Exercise goal: In the article on taking a brick and mortar business online, print everything from "Before investing in" down to "specifically for e-commerce.", word for word.

Text shown:
Researchers estimate that more than 100,000 U.S. small businesses have permanently closed because of COVID-19. Hoping to avoid that fate, many are adding an e-commerce component to their brick and mortar business or making their temporary "online-only" status permanent.
Brick and mortar businesses that were already selling online before the coronavirus pandemic hit had a leg up on their in-person-only neighbors when all of them shuttered their storefronts. It's not too late for others to catch up, though.
Here's how to transition from a brick and mortar operation to an online business.
1. Start small when launching your site.
Before investing in your own e-commerce site, get used to fulfilling and delivering orders by starting with Facebook Shops and Instagram Shopping.
When you're ready to expand your reach, explore existing retail marketplaces. Beyond Main offers retailers a "shop-local" online marketplace, Etsy provides an online home for merchandise ranging from jewelry to window treatments and shoes, and Mercato gives independent grocers a selling platform with local delivery.
"Using an existing platform means there is already traffic, infrastructure, and a quick way to get your products out there. While you are paying a fee for the sale on these sites, you are not paying for the advertising or the time you would have to wait in getting your own site going," says Sami Koudmani, Mercato's public relations manager.
2. Design your website specifically for e-commerce.
If you've decided to sell from your own platform, don't be tempted to fit e-commerce into an existing website that isn't built for it. The user experience required for online shopping is different from that of an information-only site. "If your website design, speed, and content, just to name a few, are not top of the line, your customers begin to get a bad impression of your business," says Claudia Long, SEO specialist at marketing firm BlahBlah Media.
"Ensure the user interface is intuitive, clean, and easy to navigate. You must make a strong impression in three clicks," adds Kate Giovambattista, Beyond Main founder. Rather than trying to figure out how to do that yourself, hire a specialist.

Material shown:
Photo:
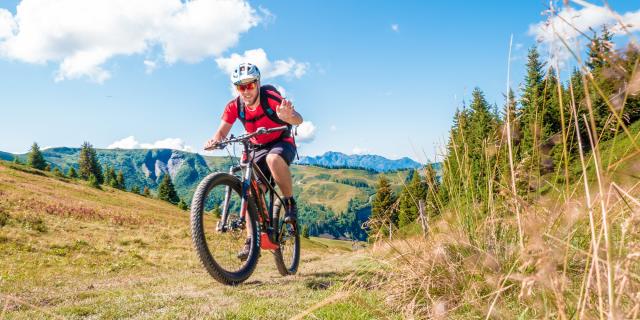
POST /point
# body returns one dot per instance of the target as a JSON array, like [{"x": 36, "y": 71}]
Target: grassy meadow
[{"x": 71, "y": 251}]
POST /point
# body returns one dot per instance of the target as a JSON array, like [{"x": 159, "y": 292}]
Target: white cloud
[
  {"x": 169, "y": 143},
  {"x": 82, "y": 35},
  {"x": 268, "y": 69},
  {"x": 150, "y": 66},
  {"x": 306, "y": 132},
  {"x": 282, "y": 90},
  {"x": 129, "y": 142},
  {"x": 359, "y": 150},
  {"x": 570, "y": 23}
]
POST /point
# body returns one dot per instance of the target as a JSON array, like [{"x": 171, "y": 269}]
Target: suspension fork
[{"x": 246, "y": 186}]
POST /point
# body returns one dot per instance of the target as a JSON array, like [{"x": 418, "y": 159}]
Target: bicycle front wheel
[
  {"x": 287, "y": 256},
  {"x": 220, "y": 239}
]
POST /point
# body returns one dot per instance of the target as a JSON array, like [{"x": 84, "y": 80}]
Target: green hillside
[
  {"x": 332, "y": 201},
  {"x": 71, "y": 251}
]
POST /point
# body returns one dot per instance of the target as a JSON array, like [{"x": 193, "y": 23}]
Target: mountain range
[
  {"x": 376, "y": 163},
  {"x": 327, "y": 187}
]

--

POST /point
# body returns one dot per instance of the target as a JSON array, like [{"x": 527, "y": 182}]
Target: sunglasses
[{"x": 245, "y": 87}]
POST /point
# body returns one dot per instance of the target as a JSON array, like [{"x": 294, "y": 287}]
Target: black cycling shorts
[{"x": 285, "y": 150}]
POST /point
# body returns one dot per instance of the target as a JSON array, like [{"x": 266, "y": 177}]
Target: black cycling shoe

* * *

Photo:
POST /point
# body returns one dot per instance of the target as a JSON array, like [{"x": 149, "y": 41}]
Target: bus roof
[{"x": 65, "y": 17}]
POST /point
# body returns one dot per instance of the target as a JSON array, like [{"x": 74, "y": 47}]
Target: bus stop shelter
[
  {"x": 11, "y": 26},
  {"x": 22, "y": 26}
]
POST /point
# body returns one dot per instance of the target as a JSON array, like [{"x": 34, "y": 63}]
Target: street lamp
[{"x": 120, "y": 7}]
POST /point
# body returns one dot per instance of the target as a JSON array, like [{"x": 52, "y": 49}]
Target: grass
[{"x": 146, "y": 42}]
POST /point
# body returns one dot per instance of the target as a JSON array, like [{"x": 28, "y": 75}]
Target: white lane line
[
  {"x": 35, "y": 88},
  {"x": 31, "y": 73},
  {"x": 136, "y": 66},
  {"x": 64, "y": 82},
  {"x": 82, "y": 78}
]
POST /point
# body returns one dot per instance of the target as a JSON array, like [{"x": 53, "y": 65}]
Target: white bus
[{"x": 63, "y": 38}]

Reply:
Before investing in your own e-commerce site, get used to fulfilling and delivering orders by starting with Facebook Shops and Instagram Shopping.
When you're ready to expand your reach, explore existing retail marketplaces. Beyond Main offers retailers a "shop-local" online marketplace, Etsy provides an online home for merchandise ranging from jewelry to window treatments and shoes, and Mercato gives independent grocers a selling platform with local delivery.
"Using an existing platform means there is already traffic, infrastructure, and a quick way to get your products out there. While you are paying a fee for the sale on these sites, you are not paying for the advertising or the time you would have to wait in getting your own site going," says Sami Koudmani, Mercato's public relations manager.
2. Design your website specifically for e-commerce.